SOURCE DOCUMENT start

Enabling Tableflow is embarrassingly easy for the cool functionality it provides. Things as useful as this usually require a much heavier lift, right?

  • Step 1: Click the Enable Tableflow button

    ‎ 

    ‎ 

  • Step 2: Click Use Confluent storage (or use custom storage like your own Amazon S3 bucket).

    ‎ 

    ‎ 

  • Step 3: That’s it!

    ‎ 

Querying Apache Iceberg™️ Tables

With your data in Iceberg, thanks to Tableflow, let’s take a look at it. You’ll be glad to know that the data isn’t open to the internet for anyone to read; you’ll need to create an API key to securely access it first.

All you need now are the details of your catalog. The catalog tells whatever tool you’re using to query the Iceberg about what tables there are and where to find the files behind them. You can get the catalog endpoint from the Tableflow page in Confluent Cloud:

Either write it down or just click the copy button.

You can also derive the endpoint yourself, using this format: https://tableflow.{region}.aws.confluent.cloud/iceberg/catalog/organizations/{org resource id (UUID}/environments/{env-id}

You can get these values from the CLI. For example:

❯ confluent organization list
  Current |                  ID                  |          Name          | JIT Enabled
----------+--------------------------------------+------------------------+--------------
  *       | 178cb46b-d78e-435d-8b6e-d8d023a08e6f | Confluent, Inc. - DevX | false

❯ confluent environment list | grep rmoff
  *       | env-253ngy | rmoff                                 | ADVANCED

❯ confluent kafka cluster list
  Current |     ID     |   Name    |   Type   | Cloud |  Region   | Availability | Network | Status
----------+------------+-----------+----------+-------+-----------+--------------+---------+---------
  *       | lkc-qnygo6 | cluster00 | STANDARD | aws   | us-west-2 | single-zone  |         | UP

So this gives you:

  • Organization ID: 178cb46b-d78e-435d-8b6e-d8d023a08e6f

  • Environment ID: env-253ngy

  • Region: us-west-2

And thus a Tableflow catalog endpoint of: https://tableflow.us-west-2.aws.confluent.cloud/iceberg/catalog/organizations/178cb46b-d78e-435d-8b6e-d8d023a08e6f/environments/env-253ngy

… which is exactly what’s shown in the screenshot above.

SOURCE DOCUMENT end
MATERIAL PROVIDED start

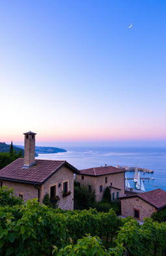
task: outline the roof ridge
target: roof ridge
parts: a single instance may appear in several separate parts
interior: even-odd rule
[[[65,162],[66,160],[53,160],[53,159],[35,159],[35,160],[40,160],[40,161],[52,161],[52,162]]]
[[[96,176],[96,171],[95,171],[95,167],[93,167],[93,171],[94,171],[94,173],[95,173],[95,175]]]
[[[152,193],[152,192],[153,192],[154,191],[156,191],[156,190],[162,190],[162,191],[164,192],[164,190],[161,190],[161,188],[156,188],[156,190],[150,190],[150,191],[147,191],[147,192],[144,192],[144,193],[139,193],[139,195],[144,195],[145,193],[147,194],[147,193]]]

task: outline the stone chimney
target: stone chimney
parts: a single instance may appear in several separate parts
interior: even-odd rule
[[[23,167],[29,168],[35,164],[35,135],[36,134],[30,131],[23,134],[25,135]]]

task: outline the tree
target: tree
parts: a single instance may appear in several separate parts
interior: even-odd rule
[[[13,142],[12,142],[12,141],[11,142],[10,147],[10,155],[11,156],[13,156]]]

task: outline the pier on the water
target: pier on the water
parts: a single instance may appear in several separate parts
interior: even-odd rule
[[[150,180],[149,177],[140,177],[141,180]],[[133,180],[133,178],[125,178],[125,180]]]

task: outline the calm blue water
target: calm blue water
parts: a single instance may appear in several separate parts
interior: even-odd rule
[[[65,147],[67,152],[40,154],[36,158],[65,160],[78,169],[104,165],[138,167],[148,168],[153,174],[143,175],[143,177],[154,177],[154,180],[145,180],[146,191],[162,188],[166,191],[166,148],[130,147]],[[127,177],[133,177],[134,172],[127,172]],[[131,187],[134,182],[129,180]]]

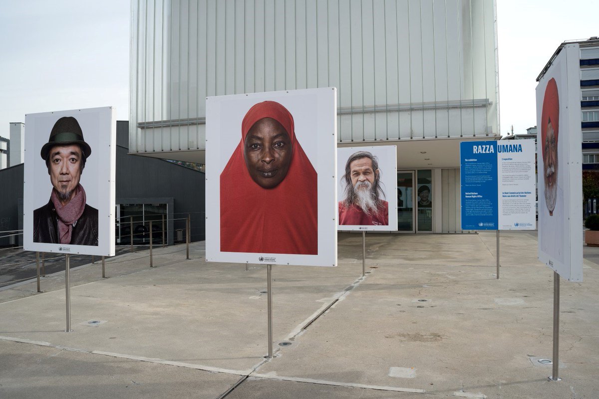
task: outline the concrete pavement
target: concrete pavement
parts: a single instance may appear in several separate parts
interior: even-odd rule
[[[562,280],[561,382],[550,382],[553,272],[536,238],[340,234],[337,267],[206,263],[204,243],[135,252],[0,291],[0,398],[596,398],[599,266]],[[592,249],[594,250],[594,249]],[[597,254],[585,248],[585,256]]]

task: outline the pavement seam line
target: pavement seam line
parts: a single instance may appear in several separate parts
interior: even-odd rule
[[[186,367],[187,368],[195,368],[196,370],[201,370],[205,371],[210,371],[211,373],[222,373],[225,374],[231,374],[237,376],[249,376],[251,373],[253,372],[257,367],[259,367],[264,363],[264,361],[261,361],[259,366],[256,367],[252,368],[248,368],[247,370],[230,370],[228,368],[220,368],[219,367],[213,367],[209,366],[202,366],[201,364],[193,364],[192,363],[186,363],[184,362],[178,362],[173,361],[171,360],[164,360],[162,359],[158,359],[153,358],[146,358],[141,356],[135,356],[134,355],[124,355],[123,354],[116,354],[110,352],[104,352],[102,351],[86,351],[85,349],[80,349],[76,348],[70,348],[68,346],[63,346],[62,345],[55,345],[50,342],[45,342],[44,341],[35,341],[30,339],[25,339],[23,338],[14,338],[13,337],[7,337],[4,336],[0,336],[0,340],[5,341],[11,341],[13,342],[20,342],[22,343],[29,343],[34,345],[38,345],[40,346],[48,346],[50,348],[55,348],[58,349],[65,349],[66,351],[71,351],[73,352],[80,352],[82,353],[90,354],[92,355],[102,355],[104,356],[110,356],[111,357],[116,357],[121,359],[129,359],[130,360],[137,360],[139,361],[146,361],[150,363],[157,363],[159,364],[165,364],[167,366],[174,366],[180,367]]]
[[[361,276],[358,279],[352,283],[349,287],[346,287],[343,291],[340,293],[338,293],[335,296],[333,296],[332,298],[332,300],[330,303],[323,304],[323,305],[320,306],[317,310],[308,316],[307,318],[304,319],[295,328],[291,330],[291,332],[287,334],[287,336],[285,337],[284,340],[288,341],[295,339],[300,333],[305,330],[309,325],[316,321],[334,304],[338,301],[342,300],[343,298],[349,294],[349,293],[353,291],[354,288],[359,285],[362,282],[366,279],[366,277],[367,276]],[[258,367],[259,367],[259,366]]]
[[[13,337],[5,337],[4,336],[0,336],[0,339],[4,341],[12,341],[13,342],[21,342],[22,343],[31,343],[34,345],[39,345],[40,346],[52,346],[55,347],[50,342],[45,342],[44,341],[34,341],[31,339],[25,339],[25,338],[13,338]]]
[[[347,386],[348,388],[359,388],[366,389],[376,389],[378,391],[391,391],[394,392],[405,392],[413,394],[424,394],[426,392],[424,389],[417,389],[408,388],[400,388],[398,386],[386,386],[382,385],[369,385],[367,384],[354,383],[352,382],[338,382],[337,381],[328,381],[326,380],[318,380],[311,378],[301,378],[299,377],[285,377],[283,376],[276,376],[271,374],[259,374],[252,373],[250,377],[254,378],[262,378],[264,379],[279,380],[282,381],[293,381],[294,382],[307,382],[309,383],[319,384],[321,385],[332,385],[334,386]]]
[[[131,360],[138,360],[140,361],[146,361],[150,363],[158,363],[159,364],[166,364],[168,366],[174,366],[179,367],[186,367],[187,368],[195,368],[196,370],[202,370],[211,373],[224,373],[225,374],[232,374],[237,376],[247,376],[253,370],[253,368],[247,370],[231,370],[228,368],[221,368],[220,367],[213,367],[209,366],[202,366],[201,364],[194,364],[193,363],[186,363],[184,362],[173,361],[172,360],[164,360],[155,358],[146,358],[143,356],[135,356],[134,355],[125,355],[123,354],[116,354],[111,352],[104,352],[102,351],[92,351],[89,353],[94,355],[103,355],[104,356],[110,356],[112,357],[120,358],[122,359],[129,359]]]

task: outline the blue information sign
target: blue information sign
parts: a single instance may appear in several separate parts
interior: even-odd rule
[[[462,230],[499,230],[497,142],[459,145]]]

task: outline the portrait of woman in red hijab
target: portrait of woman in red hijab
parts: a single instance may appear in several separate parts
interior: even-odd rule
[[[294,118],[278,102],[253,105],[220,173],[220,251],[318,254],[317,178]]]

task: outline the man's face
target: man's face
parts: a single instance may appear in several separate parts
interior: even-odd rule
[[[551,122],[547,124],[547,135],[543,145],[543,158],[545,181],[545,200],[549,214],[552,214],[555,207],[557,193],[558,145],[555,132]]]
[[[285,128],[271,118],[263,118],[248,131],[243,156],[252,179],[264,188],[283,181],[289,170],[293,153],[291,139]]]
[[[48,173],[63,205],[71,200],[79,184],[81,151],[78,145],[56,145],[50,150]]]
[[[420,196],[420,200],[422,202],[426,202],[428,201],[428,196],[430,195],[430,192],[428,190],[423,190],[419,194]]]
[[[368,182],[370,184],[360,184],[356,187],[356,190],[366,190],[374,184],[379,171],[373,170],[371,159],[360,158],[352,161],[349,164],[349,173],[352,178],[352,185],[356,187],[356,184],[359,182]]]

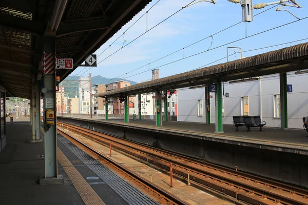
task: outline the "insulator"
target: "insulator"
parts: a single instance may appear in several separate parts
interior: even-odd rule
[[[232,2],[234,4],[239,4],[241,3],[241,0],[228,0],[228,2]]]
[[[257,4],[255,6],[254,6],[254,9],[263,9],[266,6],[266,4],[265,3],[260,3]]]

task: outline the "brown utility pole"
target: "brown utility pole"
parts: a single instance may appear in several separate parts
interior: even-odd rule
[[[89,74],[89,81],[90,81],[90,118],[92,119],[92,77],[91,73]]]

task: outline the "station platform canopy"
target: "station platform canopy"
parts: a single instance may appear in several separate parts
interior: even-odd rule
[[[94,95],[107,97],[203,86],[308,68],[308,43]]]
[[[56,57],[72,58],[74,65],[57,70],[63,80],[150,2],[1,1],[0,85],[8,96],[30,98],[43,73],[44,38],[55,31]]]

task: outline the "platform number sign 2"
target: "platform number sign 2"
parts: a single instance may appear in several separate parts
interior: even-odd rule
[[[93,67],[97,66],[96,55],[86,55],[86,59],[85,60],[85,66]]]
[[[217,92],[217,84],[210,84],[209,85],[209,92],[212,93]]]
[[[286,85],[286,92],[287,93],[292,93],[293,92],[293,88],[292,88],[292,85]]]

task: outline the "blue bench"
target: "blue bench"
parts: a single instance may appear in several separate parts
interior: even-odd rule
[[[236,127],[236,131],[238,131],[238,127],[245,126],[247,128],[247,131],[250,132],[250,128],[252,127],[260,127],[260,131],[262,131],[262,127],[266,125],[266,122],[261,120],[260,116],[234,116],[233,125]]]

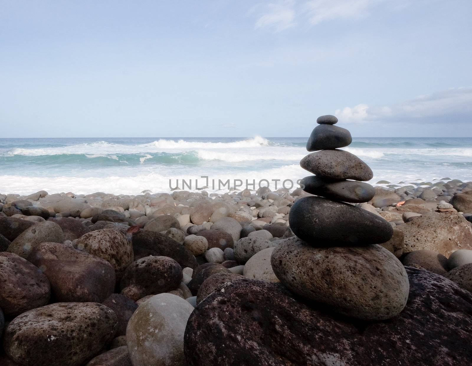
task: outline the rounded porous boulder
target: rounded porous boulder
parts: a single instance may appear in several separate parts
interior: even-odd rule
[[[28,228],[11,242],[7,251],[26,258],[35,246],[41,243],[64,242],[60,226],[52,221],[44,221]]]
[[[135,301],[148,295],[167,292],[178,287],[182,268],[169,257],[144,257],[135,261],[125,271],[120,282],[121,294]]]
[[[205,237],[191,234],[184,239],[184,246],[194,255],[201,255],[208,249],[208,241]]]
[[[266,248],[270,248],[275,246],[275,244],[268,239],[257,237],[243,238],[235,244],[235,257],[239,263],[245,263],[256,253]]]
[[[21,365],[79,366],[113,338],[117,316],[96,303],[58,303],[23,313],[5,330],[5,353]]]
[[[213,229],[202,230],[197,233],[197,235],[207,239],[208,249],[219,248],[224,250],[227,248],[232,248],[234,246],[235,242],[231,235],[221,230]]]
[[[213,230],[220,230],[230,234],[235,242],[237,241],[241,238],[241,230],[242,228],[241,224],[232,217],[223,217],[211,226],[211,229]],[[200,233],[199,235],[201,235]],[[225,248],[220,247],[220,249],[224,250]]]
[[[243,275],[247,278],[268,282],[280,282],[272,269],[270,257],[274,247],[266,248],[256,253],[246,262]]]
[[[169,257],[183,268],[194,268],[197,260],[192,252],[179,243],[160,233],[141,230],[133,234],[133,248],[135,259],[148,255]]]
[[[192,293],[196,295],[198,290],[205,280],[214,273],[219,272],[228,273],[229,270],[218,263],[206,263],[197,267],[192,276],[192,280],[188,283],[188,288]]]
[[[457,249],[472,249],[470,223],[455,213],[423,213],[396,228],[405,234],[404,253],[427,249],[448,257]]]
[[[197,304],[215,291],[217,289],[227,282],[231,282],[239,278],[244,278],[240,274],[220,272],[212,274],[203,281],[197,294]]]
[[[289,238],[274,248],[271,262],[290,290],[348,316],[389,319],[408,299],[403,265],[379,245],[316,247]]]
[[[27,259],[48,278],[56,301],[101,302],[115,288],[111,264],[64,244],[42,243]]]
[[[51,218],[62,229],[65,240],[74,240],[78,239],[90,231],[88,228],[82,223],[80,220],[72,217],[59,217]]]
[[[109,262],[115,269],[118,279],[134,258],[132,244],[114,229],[91,231],[81,237],[75,245],[80,250]]]
[[[126,341],[133,366],[184,364],[184,334],[194,307],[162,293],[140,305],[128,324]]]
[[[393,234],[391,225],[380,216],[321,197],[298,200],[290,210],[289,222],[295,235],[317,246],[379,244]]]
[[[49,281],[37,267],[14,253],[0,252],[0,309],[5,315],[16,316],[45,305],[51,293]]]
[[[387,322],[351,322],[298,301],[279,284],[224,285],[188,319],[186,365],[468,365],[472,294],[431,272],[407,272],[408,303]]]
[[[472,213],[472,190],[455,195],[449,203],[460,212]]]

MATERIAL PROVIDED end

** WHAT THE EXERCISE ASKS **
Copy the Tableflow setup text above in full, reproducing every character without change.

** SOLVED EXERCISE **
Enabling Tableflow is embarrassingly easy for the cool functionality it provides. Things as useful as this usually require a much heavier lift, right?

  • Step 1: Click the Enable Tableflow button

    ‎ 

    ‎ 

  • Step 2: Click Use Confluent storage (or use custom storage like your own Amazon S3 bucket).

    ‎ 

    ‎ 

  • Step 3: That’s it!

    ‎ 

Querying Apache Iceberg™️ Tables

With your data in Iceberg, thanks to Tableflow, let’s take a look at it. You’ll be glad to know that the data isn’t open to the internet for anyone to read; you’ll need to create an API key to securely access it first.

All you need now are the details of your catalog. The catalog tells whatever tool you’re using to query the Iceberg about what tables there are and where to find the files behind them. You can get the catalog endpoint from the Tableflow page in Confluent Cloud:

Either write it down or just click the copy button.

You can also derive the endpoint yourself, using this format: https://tableflow.{region}.aws.confluent.cloud/iceberg/catalog/organizations/{org resource id (UUID}/environments/{env-id}

You can get these values from the CLI. For example:

❯ confluent organization list
  Current |                  ID                  |          Name          | JIT Enabled
----------+--------------------------------------+------------------------+--------------
  *       | 178cb46b-d78e-435d-8b6e-d8d023a08e6f | Confluent, Inc. - DevX | false

❯ confluent environment list | grep rmoff
  *       | env-253ngy | rmoff                                 | ADVANCED

❯ confluent kafka cluster list
  Current |     ID     |   Name    |   Type   | Cloud |  Region   | Availability | Network | Status
----------+------------+-----------+----------+-------+-----------+--------------+---------+---------
  *       | lkc-qnygo6 | cluster00 | STANDARD | aws   | us-west-2 | single-zone  |         | UP

So this gives you:

  • Organization ID: 178cb46b-d78e-435d-8b6e-d8d023a08e6f

  • Environment ID: env-253ngy

  • Region: us-west-2

And thus a Tableflow catalog endpoint of: https://tableflow.us-west-2.aws.confluent.cloud/iceberg/catalog/organizations/178cb46b-d78e-435d-8b6e-d8d023a08e6f/environments/env-253ngy

… which is exactly what’s shown in the screenshot above.